## Source document
● ● ● ● ● ● ●

TORY-LIBDEM Coalition plans to charge fees to immigrants and overseas visitors attending District General Hospital Accident and Emergency Departments were condemned by Unison yesterday.
‘The NHS is not there to act as border control and NHS workers are not there to act as an agency to verify British citizenship,’ a Unison spokesperson told News Line.
‘The NHS is there to treat sick people.
‘If people are sick then the NHS should do all in its power to help them.
‘If the government has issues with immigration it has to deal with those separately.’
However, the government has made clear charging at A&Es is just the start and it also plans to charge for other NHS services, such as minor surgery carried out by a GP and physiotherapy referred through a GP.
It also intends to introduce a new system for identifying and recording patients who it says should be charged for NHS services.
Health Minister Lord Howe yesterday made it clear that this is just the start of NHS charging, saying: ‘We know that we need to make changes across the NHS to better identify and charge visitors and migrants.
‘Introducing charging at primary care is the first step to achieving this. We are already looking at taking action and next year we will set out our detailed plans to clamp down on the abuse of our NHS.’
Shadow health minister Lord Hunt also supported NHS charging on behalf of the Labour Party leadership, only accusing the government of not doing it with sufficient efficiency.

● ● ● ● ● ● ●

## Listed records
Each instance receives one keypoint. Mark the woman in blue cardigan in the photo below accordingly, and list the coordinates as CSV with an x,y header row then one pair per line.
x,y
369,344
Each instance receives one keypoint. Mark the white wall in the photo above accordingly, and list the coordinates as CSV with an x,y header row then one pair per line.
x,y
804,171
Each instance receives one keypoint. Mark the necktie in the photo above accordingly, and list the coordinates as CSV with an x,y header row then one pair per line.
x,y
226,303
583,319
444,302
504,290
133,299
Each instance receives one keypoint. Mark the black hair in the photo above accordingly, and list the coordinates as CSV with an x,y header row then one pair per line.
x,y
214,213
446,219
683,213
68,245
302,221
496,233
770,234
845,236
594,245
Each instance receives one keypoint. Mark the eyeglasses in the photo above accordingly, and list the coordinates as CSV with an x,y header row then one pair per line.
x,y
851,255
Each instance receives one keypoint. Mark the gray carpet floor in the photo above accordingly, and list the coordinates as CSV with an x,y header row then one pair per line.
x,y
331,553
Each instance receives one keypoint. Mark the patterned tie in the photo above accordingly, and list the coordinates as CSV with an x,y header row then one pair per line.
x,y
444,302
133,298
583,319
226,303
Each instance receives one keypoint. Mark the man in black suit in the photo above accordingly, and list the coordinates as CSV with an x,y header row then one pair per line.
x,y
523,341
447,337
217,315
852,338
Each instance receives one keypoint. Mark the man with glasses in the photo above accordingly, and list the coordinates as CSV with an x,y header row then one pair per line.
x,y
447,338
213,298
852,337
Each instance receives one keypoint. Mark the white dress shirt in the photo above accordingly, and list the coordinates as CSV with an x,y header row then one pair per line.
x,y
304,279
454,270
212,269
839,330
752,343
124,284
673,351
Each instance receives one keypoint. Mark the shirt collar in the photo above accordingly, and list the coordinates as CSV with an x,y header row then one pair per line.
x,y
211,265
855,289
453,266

● ● ● ● ● ● ●

## Exercise details
In the article on NHS charges, which other services besides A&E treatment does the government plan to charge for? The entries aren't needed for the task.

## Solved problem
Minor surgery carried out by a GP and physiotherapy referred through a GP.